> Excerpted text

------------

Pursuant to N.C. G.S.160-496.1 the counties of Bertie, Halifax. Hertford and Northampton entered into a joint agreement to create a public transportation authority for the purpose of meeting the need for public transportation in the four-county area.  

On November 7, 1977, a resolution was adopted by each of the four counties creating the Choanoke Public Transportation Authority, the first rural transportation authority in the state of North Carolina. The resolution gave the newly created agency broad powers. The first board of directors consisted of five members: J.C. Scarborough, Bertie County; James Thornton and Fred Frazier, Halifax County; Howard Hunter, JR., Hertford County and Grady Martin, Northampton.

------------

> Dataset excerpts

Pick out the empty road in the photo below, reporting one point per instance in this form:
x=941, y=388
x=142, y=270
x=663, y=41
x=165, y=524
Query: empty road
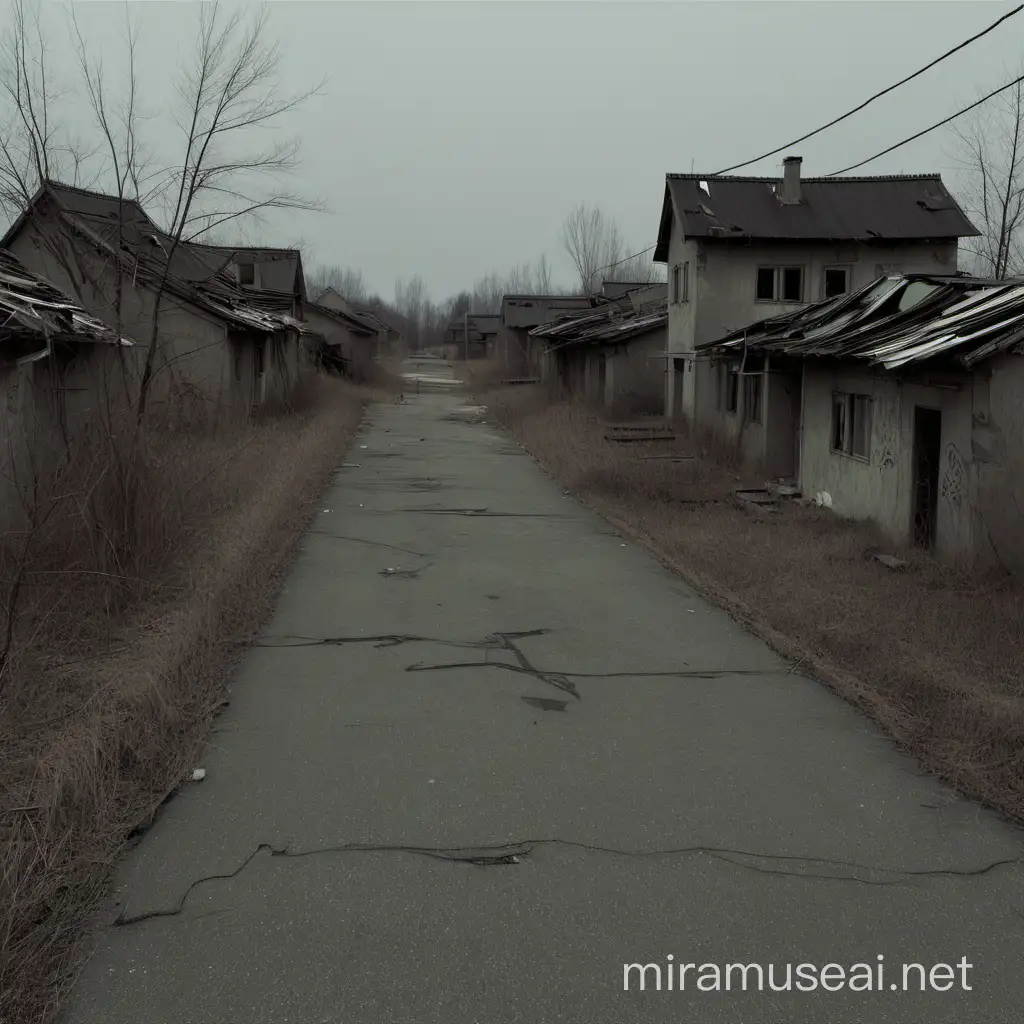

------------

> What you will do
Answer these questions from the text about the Choanoke Public Transportation Authority:
(a) Which four counties entered into the joint agreement?
(b) On what date did each county adopt the resolution creating the authority?
(c) How many members made up the first board of directors?
The material has no connection to the text about the transportation authority.

> Answer to the exercise
(a) Bertie, Halifax, Hertford and Northampton
(b) November 7, 1977
(c) Five